# Bagian Teks
++++++++++++++++++++

Pemutusan Hubungan Kerja – hak atas kompensasi
Pandemi Covid 19 dan Pembatasan Sosial Berskala Besar (PSBB) telah sangat memengaruhi iklim bisnis dan kemampuan pekerja untuk pergi bekerja. Hal ini menyebabkan terjadinya redudansi besar-besaran atau cuti yang tidak dibayar (furlough).
Saat ini mulai sering terdengar istilah kata “layoff”. Perlu dijelaskan lebih lanjut arti kata “layoff” karena tampaknya kata tersebut dapat diartikan berbeda-beda. Bagi sebagian orang, “layoff” itu bias berarti tinggal di rumah tanpa bayaran (dirumahkan) dan untuk sebagian lainnya dapat berupa pemutusan hubungan kerja.
Harus dipertimbangkan lagi maksud sebenarnya yang diinginkan oleh pemberi kerja, apakah:
- meminta karyawan tinggal di rumah tanpa membayar; atau
- melakukan pemutusan hubungan kerja permanen.
Apakah perusahaan tempat anda bekerja dapat memutuskan kontrak kerja?
Jawaban singkatnya adalah tidak, kecuali Anda telah memberikan persetujuan secara tertulis.

++++++++++++++++++++

# Materi Ditampilkan
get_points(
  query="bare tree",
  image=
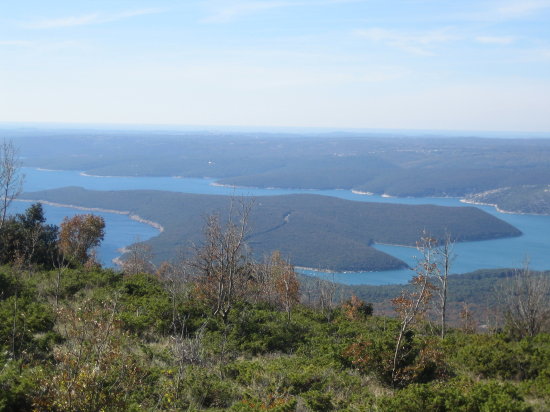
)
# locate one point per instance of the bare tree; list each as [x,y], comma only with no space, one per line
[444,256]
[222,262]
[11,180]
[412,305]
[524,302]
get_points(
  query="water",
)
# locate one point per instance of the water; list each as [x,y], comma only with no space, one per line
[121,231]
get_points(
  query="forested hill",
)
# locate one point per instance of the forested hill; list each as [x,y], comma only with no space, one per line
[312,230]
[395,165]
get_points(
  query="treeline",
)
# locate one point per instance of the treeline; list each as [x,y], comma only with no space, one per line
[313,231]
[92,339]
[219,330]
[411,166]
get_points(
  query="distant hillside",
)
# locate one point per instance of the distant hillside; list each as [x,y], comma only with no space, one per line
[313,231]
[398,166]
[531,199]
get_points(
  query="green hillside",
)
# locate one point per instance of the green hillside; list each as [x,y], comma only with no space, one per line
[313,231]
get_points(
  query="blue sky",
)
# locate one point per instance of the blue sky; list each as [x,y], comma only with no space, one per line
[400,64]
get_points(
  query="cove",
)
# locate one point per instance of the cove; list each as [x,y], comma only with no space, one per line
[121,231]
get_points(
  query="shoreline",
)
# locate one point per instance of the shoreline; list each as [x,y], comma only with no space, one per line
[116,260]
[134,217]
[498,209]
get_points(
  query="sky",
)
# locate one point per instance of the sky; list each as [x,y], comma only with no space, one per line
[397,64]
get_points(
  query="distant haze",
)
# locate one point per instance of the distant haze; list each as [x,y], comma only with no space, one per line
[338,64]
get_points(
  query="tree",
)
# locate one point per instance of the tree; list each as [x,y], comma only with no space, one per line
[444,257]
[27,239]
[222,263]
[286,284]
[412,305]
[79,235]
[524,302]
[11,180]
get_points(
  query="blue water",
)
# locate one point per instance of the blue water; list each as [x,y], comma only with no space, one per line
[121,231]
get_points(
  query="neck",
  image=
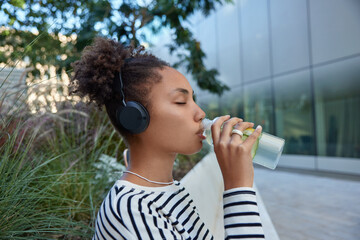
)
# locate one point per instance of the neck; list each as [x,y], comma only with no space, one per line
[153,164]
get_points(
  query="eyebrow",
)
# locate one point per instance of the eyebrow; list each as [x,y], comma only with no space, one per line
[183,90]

++++++++++++++++++++

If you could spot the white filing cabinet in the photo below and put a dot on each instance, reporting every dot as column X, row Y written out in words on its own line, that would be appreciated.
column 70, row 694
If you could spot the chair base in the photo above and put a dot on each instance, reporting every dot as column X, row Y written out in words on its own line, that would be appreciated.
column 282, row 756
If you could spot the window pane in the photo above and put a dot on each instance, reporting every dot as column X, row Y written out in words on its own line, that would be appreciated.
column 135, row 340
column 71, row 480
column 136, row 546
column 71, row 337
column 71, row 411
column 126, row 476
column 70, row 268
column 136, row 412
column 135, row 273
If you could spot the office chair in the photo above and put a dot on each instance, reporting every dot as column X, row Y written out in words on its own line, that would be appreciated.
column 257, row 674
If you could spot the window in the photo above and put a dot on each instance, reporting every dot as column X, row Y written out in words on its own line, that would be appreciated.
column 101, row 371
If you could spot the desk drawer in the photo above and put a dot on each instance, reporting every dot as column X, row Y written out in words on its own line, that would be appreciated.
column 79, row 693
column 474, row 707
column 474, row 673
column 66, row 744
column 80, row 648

++++++++++++++++++++

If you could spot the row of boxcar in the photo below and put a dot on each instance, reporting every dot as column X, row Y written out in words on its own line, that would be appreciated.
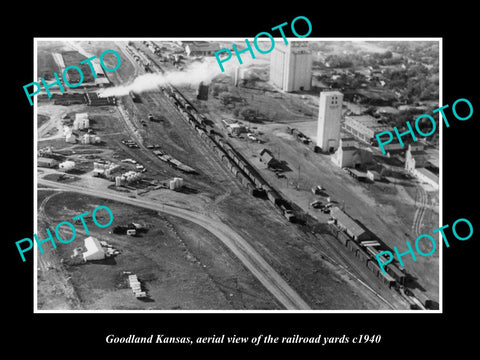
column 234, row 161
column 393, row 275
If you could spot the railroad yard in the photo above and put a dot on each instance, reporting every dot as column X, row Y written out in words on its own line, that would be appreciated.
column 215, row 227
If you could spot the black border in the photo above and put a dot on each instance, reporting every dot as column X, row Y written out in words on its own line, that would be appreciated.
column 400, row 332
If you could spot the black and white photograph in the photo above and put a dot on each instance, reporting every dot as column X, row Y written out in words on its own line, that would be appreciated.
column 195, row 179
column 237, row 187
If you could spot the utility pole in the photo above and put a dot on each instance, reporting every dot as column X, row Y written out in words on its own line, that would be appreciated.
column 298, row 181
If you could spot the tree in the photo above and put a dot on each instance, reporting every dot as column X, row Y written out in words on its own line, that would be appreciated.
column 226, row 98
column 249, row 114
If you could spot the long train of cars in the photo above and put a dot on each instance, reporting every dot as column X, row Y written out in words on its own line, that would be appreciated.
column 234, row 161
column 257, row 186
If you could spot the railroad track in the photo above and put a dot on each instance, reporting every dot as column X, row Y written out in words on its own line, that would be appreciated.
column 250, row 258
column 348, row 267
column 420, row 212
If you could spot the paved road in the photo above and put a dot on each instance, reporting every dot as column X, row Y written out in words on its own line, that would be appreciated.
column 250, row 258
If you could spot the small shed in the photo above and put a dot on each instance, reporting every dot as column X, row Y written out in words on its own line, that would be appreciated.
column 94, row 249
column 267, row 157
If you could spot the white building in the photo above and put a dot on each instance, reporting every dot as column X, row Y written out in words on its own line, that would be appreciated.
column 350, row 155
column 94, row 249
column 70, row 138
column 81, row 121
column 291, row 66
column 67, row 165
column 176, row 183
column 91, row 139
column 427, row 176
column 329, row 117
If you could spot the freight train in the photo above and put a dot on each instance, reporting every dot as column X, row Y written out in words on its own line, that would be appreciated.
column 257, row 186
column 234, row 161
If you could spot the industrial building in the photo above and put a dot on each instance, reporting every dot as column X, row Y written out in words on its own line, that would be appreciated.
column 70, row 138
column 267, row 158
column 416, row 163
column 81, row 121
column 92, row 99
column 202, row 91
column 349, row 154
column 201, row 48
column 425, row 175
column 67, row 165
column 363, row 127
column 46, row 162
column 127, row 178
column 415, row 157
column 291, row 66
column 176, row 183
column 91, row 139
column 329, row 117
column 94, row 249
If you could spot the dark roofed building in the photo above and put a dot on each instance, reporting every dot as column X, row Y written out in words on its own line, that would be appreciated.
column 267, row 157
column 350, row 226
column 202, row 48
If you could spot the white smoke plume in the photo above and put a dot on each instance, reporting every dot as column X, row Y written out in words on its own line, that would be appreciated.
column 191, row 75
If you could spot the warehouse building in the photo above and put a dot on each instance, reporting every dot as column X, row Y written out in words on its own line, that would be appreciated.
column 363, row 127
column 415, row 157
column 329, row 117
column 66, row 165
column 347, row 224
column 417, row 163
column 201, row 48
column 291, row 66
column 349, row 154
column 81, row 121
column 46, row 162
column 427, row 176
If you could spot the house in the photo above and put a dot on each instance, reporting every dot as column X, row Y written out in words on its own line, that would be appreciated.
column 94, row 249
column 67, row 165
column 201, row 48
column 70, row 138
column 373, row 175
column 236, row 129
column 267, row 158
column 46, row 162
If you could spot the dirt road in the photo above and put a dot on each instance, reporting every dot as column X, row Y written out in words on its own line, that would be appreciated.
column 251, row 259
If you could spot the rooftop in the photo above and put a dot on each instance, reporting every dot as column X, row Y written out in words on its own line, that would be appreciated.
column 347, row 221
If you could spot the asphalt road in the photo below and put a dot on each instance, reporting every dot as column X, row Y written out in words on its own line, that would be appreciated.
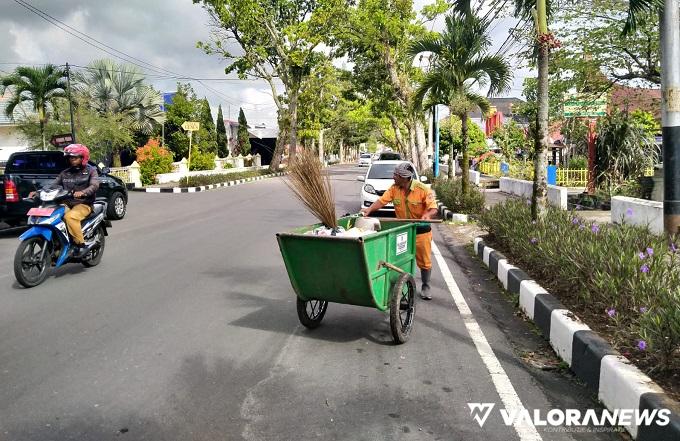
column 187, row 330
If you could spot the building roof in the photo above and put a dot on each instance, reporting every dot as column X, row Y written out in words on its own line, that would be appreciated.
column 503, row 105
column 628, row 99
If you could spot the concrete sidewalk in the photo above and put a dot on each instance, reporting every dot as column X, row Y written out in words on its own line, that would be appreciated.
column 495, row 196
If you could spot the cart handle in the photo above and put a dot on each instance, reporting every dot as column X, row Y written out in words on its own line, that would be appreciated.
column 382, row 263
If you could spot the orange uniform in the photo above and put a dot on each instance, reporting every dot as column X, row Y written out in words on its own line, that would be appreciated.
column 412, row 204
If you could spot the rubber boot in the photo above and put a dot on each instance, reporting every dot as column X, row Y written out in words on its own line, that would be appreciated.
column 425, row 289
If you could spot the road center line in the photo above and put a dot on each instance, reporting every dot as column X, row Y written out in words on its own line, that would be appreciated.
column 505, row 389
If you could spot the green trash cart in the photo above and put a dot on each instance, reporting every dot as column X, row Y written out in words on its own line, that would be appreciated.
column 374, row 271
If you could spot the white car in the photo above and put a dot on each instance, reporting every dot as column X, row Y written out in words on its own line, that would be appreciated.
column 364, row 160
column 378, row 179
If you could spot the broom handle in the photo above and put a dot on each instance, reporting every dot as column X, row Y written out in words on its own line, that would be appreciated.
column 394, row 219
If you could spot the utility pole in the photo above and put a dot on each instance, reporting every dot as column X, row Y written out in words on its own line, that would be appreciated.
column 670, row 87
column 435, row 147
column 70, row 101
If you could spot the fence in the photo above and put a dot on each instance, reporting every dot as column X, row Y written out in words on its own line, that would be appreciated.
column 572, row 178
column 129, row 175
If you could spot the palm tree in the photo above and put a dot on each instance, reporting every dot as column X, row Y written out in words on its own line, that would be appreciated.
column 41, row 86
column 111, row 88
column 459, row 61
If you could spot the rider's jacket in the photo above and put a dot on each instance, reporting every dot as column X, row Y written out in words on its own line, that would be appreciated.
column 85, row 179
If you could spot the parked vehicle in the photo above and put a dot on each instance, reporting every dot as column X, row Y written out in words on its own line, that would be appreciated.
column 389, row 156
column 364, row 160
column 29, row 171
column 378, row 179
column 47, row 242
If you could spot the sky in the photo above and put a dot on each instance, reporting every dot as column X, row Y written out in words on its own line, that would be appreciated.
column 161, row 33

++++++++++++++++++++

# Tugas Dikerjakan
Salin tanpa perubahan bagian teks tentang pemutusan hubungan kerja yang dibuka dengan kata-kata berisi "Saat ini mulai" dan ditutup dengan "hubungan kerja permanen.".

# Kolom Jawaban
Saat ini mulai sering terdengar istilah kata “layoff”. Perlu dijelaskan lebih lanjut arti kata “layoff” karena tampaknya kata tersebut dapat diartikan berbeda-beda. Bagi sebagian orang, “layoff” itu bias berarti tinggal di rumah tanpa bayaran (dirumahkan) dan untuk sebagian lainnya dapat berupa pemutusan hubungan kerja.
Harus dipertimbangkan lagi maksud sebenarnya yang diinginkan oleh pemberi kerja, apakah:
- meminta karyawan tinggal di rumah tanpa membayar; atau
- melakukan pemutusan hubungan kerja permanen.